-------- Material for this task --------
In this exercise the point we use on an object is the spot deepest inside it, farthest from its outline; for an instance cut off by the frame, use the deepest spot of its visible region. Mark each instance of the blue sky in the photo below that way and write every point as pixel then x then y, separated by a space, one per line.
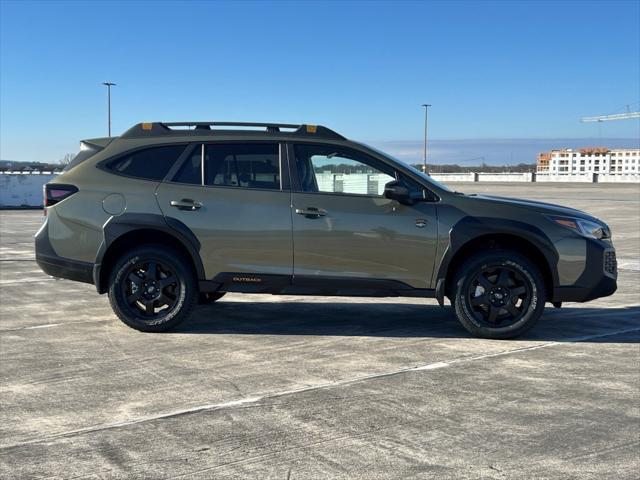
pixel 494 71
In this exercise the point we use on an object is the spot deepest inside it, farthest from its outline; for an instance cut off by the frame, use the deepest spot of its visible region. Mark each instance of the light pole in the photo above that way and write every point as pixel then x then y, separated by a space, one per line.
pixel 109 85
pixel 426 110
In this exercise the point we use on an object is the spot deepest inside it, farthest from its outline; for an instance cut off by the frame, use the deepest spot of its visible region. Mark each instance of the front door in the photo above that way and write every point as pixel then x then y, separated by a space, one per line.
pixel 344 227
pixel 235 204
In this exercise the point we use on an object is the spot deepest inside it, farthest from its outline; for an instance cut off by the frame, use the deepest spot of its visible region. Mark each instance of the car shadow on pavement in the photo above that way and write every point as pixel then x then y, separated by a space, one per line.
pixel 615 325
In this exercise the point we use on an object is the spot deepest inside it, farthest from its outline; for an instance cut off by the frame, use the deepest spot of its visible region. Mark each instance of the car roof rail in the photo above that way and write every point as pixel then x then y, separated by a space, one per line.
pixel 154 129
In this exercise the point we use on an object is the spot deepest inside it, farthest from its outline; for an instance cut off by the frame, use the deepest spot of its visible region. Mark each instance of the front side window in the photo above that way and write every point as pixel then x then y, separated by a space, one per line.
pixel 330 169
pixel 149 163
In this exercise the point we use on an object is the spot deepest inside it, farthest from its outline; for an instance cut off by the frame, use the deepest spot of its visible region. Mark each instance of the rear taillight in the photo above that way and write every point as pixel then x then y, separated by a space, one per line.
pixel 56 192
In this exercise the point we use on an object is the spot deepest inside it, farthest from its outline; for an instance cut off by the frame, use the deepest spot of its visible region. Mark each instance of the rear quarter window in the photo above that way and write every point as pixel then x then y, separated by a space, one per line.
pixel 151 163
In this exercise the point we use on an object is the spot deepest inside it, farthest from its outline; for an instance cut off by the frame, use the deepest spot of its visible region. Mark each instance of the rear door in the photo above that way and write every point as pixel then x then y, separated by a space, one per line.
pixel 235 200
pixel 343 226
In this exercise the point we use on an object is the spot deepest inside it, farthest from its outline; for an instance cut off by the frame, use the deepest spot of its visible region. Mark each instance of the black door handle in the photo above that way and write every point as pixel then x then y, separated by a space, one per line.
pixel 186 204
pixel 311 212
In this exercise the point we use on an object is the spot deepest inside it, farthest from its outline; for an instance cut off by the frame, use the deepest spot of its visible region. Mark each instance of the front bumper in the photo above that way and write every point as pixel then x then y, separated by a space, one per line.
pixel 53 264
pixel 599 278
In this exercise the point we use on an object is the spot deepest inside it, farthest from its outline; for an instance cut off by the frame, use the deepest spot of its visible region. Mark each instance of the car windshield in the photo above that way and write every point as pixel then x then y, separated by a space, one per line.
pixel 423 175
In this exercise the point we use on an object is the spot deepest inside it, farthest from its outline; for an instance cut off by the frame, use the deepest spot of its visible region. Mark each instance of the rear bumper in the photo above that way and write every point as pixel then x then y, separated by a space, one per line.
pixel 599 278
pixel 53 264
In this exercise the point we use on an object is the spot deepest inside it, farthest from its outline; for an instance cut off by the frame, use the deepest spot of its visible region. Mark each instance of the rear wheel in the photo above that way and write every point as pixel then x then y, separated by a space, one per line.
pixel 498 294
pixel 152 288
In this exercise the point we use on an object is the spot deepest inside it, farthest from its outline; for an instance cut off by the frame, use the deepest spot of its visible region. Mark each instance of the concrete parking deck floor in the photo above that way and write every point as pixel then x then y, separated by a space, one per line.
pixel 295 387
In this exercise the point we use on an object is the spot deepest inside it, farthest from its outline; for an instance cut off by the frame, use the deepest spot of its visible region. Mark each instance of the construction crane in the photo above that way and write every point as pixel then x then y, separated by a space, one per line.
pixel 615 116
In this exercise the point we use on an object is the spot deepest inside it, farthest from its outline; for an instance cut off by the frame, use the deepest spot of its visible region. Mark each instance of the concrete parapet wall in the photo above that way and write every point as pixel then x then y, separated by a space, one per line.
pixel 22 189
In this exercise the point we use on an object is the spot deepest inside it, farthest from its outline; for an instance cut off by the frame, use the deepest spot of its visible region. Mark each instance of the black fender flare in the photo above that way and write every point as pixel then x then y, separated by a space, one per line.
pixel 115 227
pixel 471 228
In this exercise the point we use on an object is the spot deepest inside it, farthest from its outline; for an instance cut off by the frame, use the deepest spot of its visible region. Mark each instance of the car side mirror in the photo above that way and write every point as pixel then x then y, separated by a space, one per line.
pixel 395 190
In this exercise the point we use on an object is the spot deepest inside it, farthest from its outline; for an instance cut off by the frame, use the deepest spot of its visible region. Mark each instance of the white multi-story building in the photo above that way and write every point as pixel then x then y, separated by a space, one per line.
pixel 590 160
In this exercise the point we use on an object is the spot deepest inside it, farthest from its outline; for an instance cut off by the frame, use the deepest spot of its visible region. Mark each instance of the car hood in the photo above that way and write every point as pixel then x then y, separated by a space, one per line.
pixel 542 207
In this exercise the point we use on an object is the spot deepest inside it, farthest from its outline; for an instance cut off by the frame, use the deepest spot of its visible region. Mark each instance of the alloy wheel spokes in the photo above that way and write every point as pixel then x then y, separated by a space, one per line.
pixel 498 296
pixel 151 288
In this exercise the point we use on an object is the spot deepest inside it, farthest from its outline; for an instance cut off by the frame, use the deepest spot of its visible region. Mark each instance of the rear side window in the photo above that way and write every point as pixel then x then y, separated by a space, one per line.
pixel 243 165
pixel 150 163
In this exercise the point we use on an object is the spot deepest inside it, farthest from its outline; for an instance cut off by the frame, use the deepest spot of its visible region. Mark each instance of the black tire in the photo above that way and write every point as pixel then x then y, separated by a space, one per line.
pixel 152 288
pixel 498 294
pixel 207 298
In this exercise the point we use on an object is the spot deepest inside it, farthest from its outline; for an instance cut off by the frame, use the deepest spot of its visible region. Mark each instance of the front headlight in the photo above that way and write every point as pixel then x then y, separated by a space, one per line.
pixel 585 227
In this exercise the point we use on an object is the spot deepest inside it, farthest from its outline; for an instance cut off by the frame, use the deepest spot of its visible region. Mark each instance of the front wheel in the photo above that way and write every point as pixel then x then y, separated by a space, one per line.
pixel 498 294
pixel 152 288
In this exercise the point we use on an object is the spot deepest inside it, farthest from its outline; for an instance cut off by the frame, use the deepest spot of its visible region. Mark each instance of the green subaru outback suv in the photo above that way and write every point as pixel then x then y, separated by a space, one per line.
pixel 171 214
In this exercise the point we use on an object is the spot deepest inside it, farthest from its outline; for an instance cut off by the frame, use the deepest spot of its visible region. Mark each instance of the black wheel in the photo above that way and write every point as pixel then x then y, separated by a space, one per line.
pixel 498 294
pixel 207 298
pixel 152 288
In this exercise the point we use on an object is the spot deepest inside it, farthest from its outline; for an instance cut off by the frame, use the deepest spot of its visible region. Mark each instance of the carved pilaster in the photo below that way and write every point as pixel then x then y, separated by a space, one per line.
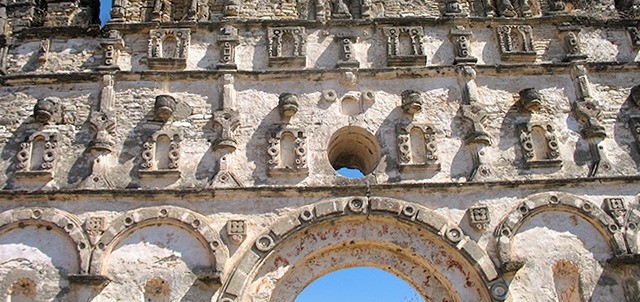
pixel 571 43
pixel 282 55
pixel 461 43
pixel 397 53
pixel 227 41
pixel 516 43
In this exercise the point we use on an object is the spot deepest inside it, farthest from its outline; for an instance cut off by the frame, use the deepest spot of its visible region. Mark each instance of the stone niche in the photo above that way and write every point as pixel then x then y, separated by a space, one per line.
pixel 539 146
pixel 288 153
pixel 404 46
pixel 417 147
pixel 168 48
pixel 287 47
pixel 37 156
pixel 160 156
pixel 516 43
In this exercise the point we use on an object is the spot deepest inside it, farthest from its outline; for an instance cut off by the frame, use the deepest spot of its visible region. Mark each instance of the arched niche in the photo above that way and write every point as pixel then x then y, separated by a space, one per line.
pixel 194 229
pixel 583 209
pixel 410 241
pixel 39 249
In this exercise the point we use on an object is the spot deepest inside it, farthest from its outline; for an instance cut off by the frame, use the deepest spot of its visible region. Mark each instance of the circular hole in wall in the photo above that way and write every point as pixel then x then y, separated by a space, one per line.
pixel 354 148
--------
> [Written exercise]:
Copy the records word for word, everything from the start down through the line containing "pixel 615 325", including that line. Omit the pictures from your copy.

> [Result of the exercise]:
In this exercise the point we use on an object is the spot deepest inside it, farthest from its outline; for an instance cut off by the frame, use the deepest spot of its visible region. Mark each instance of the blue sky in the photo below that way and write every point as pixel then x then y, separated by a space, one per line.
pixel 494 71
In this exercise the point we use on an object is the spot deepest inside it, farthest from its outline; for an instance cut off by the frame, use the deepest spot of its visible region. Mark each instance of the light pole in the photo above that way and write every point as pixel then x then y, separated by a space, one per line.
pixel 109 85
pixel 426 110
In this exercise the point we use on an object is the spot deepest inside it, farthest from its outline; for an instance cut off by the frame, use the deepest spot of its visible region. Mark each instance of the front door in the photo above that way and write every point as pixel then x then y, separated by a space, one per line.
pixel 344 227
pixel 235 204
In this exercise the point we use on an object is the spot deepest inside it, farthest from its outline; for an instance cut off by the frame, use the deepest spot of its visible region. Mark each instance of the car shadow on pavement in the photo above that way and write every point as pixel then x then y, separated by a space, one per line.
pixel 615 325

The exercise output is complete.